Document excerpt =>
=-=-=
Summary

GIJN's March 2026 guide is one of the clearest recent explanations of where AI is actually useful in investigative journalism and where it is dangerous. Rather than selling AI as a universal newsroom upgrade, it narrows the useful cases to leak triage, pattern detection, PDF and scanned-record extraction, timeline building, entity organization, and targeted image review, all under strong human oversight. It also explicitly warns that prompts are not methodology, that cloud tools can expose sensitive data, and that closed commercial systems can create legal, privacy, and dependency problems for investigative teams.

Why It Matters

This is a strong direct journalism workflow record because it focuses on investigative practice rather than generic publishing automation.

  • it identifies which investigative tasks benefit most from AI: large document troves, hidden-pattern detection, extraction from unstructured records, and scalable organization
  • it gives named examples from ICIJ and other investigative groups instead of abstract claims
  • it emphasizes that AI should be problem-driven and tightly scoped rather than used as a general reporting substitute
  • it treats verification, methodology disclosure, and source protection as workflow requirements, not afterthoughts

Investigator Workflow

The clearest investigator tasks here are closed-corpus document triage, timeline generation, entity-list building, and identity-document review inside large case or leak archives. The workflow maturity is `advanced workflow` because the useful pattern is not a single chatbot prompt but a structured, human-supervised pipeline for narrowing large collections to the subset worth manual review. The journalism workflows are source-stated; the private-investigator adaptation is an internal inference, but it is direct because the same tasks map to civil-case file review, fraud inquiries, locate work, and evidence-sensitive OSINT.

What the Source Says

The guide says journalists increasingly want practical help using AI for analyzing large document troves, connecting disparate datasets, detecting patterns, mapping networks, and triaging large leaks without exposing sensitive data to third-party platforms. It cites ICIJ's Implant Files investigation, where machine learning helped analyze more than eight million health records and identify over 2,100 previously obscured patient deaths after journalists fact-checked the results. It lists concrete present-day AI uses in investigative journalism, including retrieval-augmented querying of curated document collections, extracting names and tables from PDFs and scans, building timelines and entity lists from court records and contracts, and locating specific visual items such as passports in leak archives. The guide also stresses recurring failure modes: hallucinations, non-reproducible prompt behavior, legal and privacy risks from commercial platforms, and global capacity gaps between well-funded and smaller newsrooms.
=-=-=
Record set =>
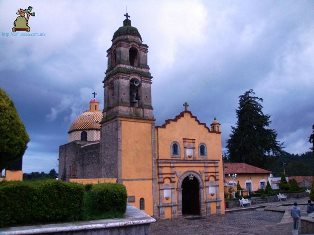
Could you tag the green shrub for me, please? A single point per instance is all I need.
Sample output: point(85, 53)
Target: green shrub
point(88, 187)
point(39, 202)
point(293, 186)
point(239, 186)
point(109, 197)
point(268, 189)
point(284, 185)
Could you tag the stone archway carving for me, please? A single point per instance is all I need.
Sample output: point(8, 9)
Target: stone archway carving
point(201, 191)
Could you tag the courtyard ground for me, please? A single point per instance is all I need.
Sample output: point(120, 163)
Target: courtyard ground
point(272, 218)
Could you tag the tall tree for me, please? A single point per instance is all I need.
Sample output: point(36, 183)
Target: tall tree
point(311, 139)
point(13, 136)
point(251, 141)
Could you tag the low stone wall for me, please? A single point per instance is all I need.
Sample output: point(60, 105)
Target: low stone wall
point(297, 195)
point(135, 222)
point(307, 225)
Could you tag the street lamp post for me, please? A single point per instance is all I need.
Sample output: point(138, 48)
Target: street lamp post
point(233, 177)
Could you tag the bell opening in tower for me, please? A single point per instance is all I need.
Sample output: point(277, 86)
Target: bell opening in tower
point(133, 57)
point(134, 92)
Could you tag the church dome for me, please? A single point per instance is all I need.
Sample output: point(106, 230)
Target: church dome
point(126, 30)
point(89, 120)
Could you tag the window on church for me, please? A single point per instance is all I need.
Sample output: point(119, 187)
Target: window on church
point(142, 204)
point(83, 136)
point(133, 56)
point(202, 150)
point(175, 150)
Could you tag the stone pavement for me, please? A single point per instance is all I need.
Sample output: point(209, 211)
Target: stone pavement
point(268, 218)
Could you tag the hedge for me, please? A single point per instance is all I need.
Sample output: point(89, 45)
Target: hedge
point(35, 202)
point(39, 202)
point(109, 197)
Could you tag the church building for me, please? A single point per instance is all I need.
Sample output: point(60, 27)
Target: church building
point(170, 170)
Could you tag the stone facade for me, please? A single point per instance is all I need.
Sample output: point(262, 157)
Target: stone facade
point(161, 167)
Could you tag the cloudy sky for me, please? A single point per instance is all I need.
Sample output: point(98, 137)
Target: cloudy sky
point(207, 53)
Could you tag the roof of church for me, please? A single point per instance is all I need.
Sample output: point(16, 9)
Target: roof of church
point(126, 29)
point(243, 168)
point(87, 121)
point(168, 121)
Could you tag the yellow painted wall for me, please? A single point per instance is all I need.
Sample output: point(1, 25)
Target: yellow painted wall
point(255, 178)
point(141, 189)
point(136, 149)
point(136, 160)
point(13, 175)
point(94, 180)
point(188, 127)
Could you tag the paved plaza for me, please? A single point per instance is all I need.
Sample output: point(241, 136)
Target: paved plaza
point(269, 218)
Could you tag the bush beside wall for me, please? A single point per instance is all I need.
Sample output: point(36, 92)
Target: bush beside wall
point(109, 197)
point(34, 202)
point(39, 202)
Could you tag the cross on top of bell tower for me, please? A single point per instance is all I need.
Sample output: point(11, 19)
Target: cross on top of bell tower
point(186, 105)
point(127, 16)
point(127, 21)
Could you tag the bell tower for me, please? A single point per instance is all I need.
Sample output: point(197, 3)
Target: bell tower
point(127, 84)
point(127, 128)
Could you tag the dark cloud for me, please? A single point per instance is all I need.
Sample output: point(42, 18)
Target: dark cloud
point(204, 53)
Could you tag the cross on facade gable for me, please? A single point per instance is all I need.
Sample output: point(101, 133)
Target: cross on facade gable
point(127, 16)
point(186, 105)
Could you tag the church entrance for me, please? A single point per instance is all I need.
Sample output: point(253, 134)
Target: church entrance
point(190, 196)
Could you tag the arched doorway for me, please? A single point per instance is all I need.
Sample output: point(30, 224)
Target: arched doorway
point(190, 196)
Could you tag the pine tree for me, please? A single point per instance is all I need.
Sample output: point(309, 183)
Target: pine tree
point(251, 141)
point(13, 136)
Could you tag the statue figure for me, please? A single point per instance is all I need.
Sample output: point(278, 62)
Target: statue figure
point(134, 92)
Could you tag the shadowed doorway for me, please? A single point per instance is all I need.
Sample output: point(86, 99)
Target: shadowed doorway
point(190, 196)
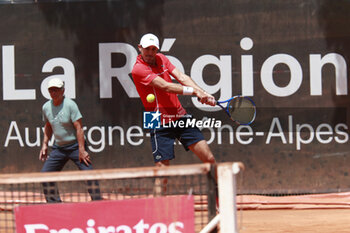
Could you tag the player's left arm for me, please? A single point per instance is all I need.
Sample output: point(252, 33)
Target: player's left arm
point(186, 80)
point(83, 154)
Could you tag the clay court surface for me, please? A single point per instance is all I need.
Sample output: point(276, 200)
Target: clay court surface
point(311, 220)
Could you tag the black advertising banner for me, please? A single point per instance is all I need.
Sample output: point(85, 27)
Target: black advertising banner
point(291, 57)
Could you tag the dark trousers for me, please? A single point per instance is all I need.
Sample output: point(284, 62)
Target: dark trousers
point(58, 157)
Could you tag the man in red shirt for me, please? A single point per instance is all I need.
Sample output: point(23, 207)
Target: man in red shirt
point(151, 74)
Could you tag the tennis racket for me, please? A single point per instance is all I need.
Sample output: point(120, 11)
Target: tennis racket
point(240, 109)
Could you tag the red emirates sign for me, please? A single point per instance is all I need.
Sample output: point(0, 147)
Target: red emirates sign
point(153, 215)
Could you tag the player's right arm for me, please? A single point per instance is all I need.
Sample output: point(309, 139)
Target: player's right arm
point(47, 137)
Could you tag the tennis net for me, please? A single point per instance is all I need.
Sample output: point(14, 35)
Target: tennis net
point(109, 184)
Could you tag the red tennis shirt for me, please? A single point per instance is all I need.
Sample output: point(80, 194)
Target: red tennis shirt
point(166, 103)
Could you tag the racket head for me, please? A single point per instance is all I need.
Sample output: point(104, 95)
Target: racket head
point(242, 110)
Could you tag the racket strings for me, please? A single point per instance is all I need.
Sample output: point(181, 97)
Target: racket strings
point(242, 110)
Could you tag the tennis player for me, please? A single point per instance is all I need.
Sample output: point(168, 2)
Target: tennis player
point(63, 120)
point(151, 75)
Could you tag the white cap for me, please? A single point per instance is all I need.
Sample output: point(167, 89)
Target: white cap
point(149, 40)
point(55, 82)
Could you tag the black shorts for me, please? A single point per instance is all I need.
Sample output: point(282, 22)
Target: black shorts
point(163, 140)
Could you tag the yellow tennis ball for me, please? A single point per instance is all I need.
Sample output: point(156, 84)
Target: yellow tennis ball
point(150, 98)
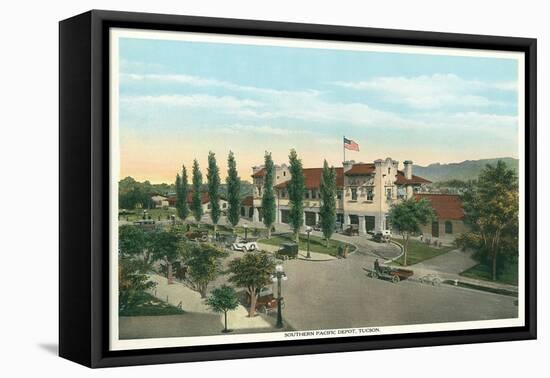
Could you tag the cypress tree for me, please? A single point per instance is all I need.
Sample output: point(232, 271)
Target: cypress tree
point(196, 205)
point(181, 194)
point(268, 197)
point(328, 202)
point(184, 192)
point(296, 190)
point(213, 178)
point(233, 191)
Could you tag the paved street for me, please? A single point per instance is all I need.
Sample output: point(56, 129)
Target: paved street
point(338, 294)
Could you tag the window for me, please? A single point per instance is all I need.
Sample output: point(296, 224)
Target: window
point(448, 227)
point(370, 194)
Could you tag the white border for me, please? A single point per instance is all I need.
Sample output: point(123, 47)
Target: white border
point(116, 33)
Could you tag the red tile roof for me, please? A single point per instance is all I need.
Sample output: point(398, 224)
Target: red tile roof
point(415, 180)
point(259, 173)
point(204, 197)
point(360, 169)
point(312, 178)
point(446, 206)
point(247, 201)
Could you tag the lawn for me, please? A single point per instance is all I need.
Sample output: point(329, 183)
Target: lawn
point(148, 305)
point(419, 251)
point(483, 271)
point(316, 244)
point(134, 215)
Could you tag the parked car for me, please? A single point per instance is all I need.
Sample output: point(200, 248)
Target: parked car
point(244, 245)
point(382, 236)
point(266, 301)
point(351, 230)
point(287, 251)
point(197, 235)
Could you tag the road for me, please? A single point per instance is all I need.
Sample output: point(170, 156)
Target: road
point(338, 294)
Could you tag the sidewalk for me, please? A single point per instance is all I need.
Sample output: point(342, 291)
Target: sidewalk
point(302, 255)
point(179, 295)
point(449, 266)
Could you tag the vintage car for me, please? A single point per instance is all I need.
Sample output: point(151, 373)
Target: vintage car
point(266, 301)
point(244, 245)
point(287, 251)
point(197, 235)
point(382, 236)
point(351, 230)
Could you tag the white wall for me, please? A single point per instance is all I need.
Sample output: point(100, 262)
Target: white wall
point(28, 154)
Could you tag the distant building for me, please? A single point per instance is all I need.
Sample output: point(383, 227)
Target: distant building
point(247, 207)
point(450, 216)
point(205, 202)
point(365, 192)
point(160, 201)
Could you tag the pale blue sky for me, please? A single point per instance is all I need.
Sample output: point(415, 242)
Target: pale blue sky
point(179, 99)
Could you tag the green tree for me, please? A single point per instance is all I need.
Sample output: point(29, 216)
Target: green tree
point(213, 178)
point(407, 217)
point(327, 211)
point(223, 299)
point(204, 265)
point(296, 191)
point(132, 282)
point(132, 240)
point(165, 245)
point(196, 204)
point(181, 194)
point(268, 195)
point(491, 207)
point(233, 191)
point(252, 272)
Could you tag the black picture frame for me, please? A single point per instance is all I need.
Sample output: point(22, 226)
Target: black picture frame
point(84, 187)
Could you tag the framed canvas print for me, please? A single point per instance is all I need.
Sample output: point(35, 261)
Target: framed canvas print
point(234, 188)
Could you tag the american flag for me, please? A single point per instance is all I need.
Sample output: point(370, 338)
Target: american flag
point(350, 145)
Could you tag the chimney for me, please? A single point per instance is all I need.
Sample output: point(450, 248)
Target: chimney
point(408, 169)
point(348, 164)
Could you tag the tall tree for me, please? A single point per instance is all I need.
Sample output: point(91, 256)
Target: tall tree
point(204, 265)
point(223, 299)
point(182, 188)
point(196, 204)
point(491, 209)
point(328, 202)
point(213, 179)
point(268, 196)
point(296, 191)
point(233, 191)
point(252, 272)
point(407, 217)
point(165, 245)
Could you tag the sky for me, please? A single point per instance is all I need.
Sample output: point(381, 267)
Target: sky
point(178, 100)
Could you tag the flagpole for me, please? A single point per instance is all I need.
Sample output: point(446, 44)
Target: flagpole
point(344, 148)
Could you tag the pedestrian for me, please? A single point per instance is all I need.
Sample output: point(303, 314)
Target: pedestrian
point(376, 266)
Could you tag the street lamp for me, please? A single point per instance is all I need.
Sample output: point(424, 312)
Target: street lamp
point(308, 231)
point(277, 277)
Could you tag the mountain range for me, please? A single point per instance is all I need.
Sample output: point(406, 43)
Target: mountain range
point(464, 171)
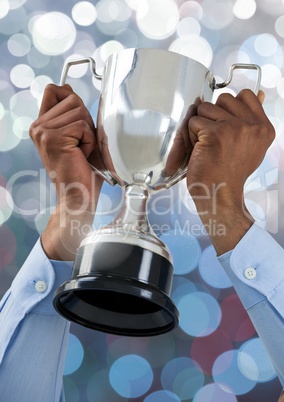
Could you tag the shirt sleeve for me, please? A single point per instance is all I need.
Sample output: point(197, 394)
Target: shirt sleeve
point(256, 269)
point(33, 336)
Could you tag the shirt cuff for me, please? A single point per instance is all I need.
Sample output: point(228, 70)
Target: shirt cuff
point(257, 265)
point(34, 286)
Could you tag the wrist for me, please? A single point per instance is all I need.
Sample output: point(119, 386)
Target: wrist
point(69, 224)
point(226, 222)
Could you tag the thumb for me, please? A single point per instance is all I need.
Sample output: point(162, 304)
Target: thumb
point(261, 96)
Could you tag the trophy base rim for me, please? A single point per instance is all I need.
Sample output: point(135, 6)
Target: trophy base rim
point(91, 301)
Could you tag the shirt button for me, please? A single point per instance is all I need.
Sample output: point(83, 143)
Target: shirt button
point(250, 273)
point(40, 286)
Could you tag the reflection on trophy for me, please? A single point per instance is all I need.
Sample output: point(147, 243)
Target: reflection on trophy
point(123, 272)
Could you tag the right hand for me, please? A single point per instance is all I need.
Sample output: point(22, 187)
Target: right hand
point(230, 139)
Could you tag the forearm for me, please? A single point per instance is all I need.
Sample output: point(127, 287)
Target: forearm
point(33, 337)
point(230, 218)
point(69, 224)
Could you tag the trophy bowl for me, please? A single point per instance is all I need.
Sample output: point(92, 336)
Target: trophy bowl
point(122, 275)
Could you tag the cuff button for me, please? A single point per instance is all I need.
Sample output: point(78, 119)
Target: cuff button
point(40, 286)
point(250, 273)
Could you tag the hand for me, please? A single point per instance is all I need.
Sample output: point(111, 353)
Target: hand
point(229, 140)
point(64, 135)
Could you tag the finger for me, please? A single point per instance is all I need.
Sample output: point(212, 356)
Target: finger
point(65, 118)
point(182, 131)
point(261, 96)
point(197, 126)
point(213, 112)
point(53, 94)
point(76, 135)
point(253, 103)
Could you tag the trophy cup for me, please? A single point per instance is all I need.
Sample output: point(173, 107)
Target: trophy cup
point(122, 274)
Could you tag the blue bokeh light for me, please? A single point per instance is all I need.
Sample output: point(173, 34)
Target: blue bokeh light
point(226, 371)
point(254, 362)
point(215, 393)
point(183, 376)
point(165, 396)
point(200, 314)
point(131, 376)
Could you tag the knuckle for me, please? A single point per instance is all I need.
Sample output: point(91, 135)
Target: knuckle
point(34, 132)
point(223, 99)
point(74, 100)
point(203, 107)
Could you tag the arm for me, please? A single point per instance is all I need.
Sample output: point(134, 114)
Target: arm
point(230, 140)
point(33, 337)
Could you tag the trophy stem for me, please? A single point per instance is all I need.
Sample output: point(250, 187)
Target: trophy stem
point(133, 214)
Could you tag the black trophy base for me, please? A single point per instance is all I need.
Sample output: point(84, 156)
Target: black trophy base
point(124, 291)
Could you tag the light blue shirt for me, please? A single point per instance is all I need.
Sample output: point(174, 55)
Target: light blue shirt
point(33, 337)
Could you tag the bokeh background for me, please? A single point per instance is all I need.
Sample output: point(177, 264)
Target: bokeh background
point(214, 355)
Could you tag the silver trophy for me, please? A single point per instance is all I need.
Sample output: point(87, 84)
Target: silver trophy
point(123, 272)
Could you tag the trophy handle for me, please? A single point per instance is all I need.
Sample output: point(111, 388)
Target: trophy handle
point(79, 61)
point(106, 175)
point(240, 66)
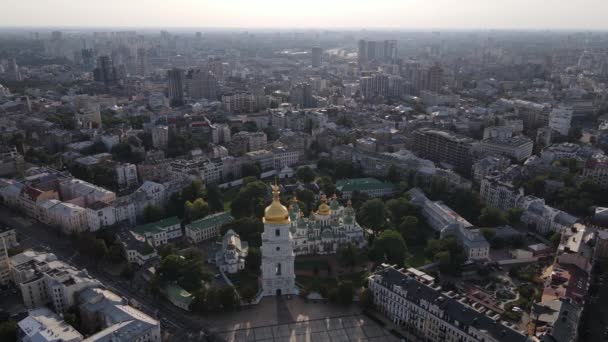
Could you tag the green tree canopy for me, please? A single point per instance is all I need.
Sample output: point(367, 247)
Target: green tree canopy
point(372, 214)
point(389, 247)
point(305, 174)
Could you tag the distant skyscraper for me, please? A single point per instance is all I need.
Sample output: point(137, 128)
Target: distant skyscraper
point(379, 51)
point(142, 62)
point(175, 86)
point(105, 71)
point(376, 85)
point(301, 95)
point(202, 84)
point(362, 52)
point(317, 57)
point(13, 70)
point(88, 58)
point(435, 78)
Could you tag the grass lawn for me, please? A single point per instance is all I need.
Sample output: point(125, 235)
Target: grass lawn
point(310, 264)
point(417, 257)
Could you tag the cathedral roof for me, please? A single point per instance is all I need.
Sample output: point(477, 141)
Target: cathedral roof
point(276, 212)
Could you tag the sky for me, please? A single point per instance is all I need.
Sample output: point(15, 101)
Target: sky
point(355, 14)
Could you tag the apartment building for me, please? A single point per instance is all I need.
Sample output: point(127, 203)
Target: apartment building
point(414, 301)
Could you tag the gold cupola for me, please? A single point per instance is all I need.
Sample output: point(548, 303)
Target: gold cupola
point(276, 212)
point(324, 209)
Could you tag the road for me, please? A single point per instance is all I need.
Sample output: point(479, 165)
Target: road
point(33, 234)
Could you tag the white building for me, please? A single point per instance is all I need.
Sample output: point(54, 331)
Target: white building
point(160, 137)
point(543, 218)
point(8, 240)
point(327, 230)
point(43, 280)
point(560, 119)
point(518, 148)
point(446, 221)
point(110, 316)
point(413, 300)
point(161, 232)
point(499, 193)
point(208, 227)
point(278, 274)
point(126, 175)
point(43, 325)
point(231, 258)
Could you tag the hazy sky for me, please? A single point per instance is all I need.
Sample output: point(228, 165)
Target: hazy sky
=-=-=
Task item =>
In the summary of the GIJN guide, restate the passage that opens with the words containing "Investigator Workflow" and closes with "and evidence-sensitive OSINT.", substituting "chronology generation" for "timeline generation".

Exercise result =>
Investigator Workflow

The clearest investigator tasks here are closed-corpus document triage, chronology generation, entity-list building, and identity-document review inside large case or leak archives. The workflow maturity is `advanced workflow` because the useful pattern is not a single chatbot prompt but a structured, human-supervised pipeline for narrowing large collections to the subset worth manual review. The journalism workflows are source-stated; the private-investigator adaptation is an internal inference, but it is direct because the same tasks map to civil-case file review, fraud inquiries, locate work, and evidence-sensitive OSINT.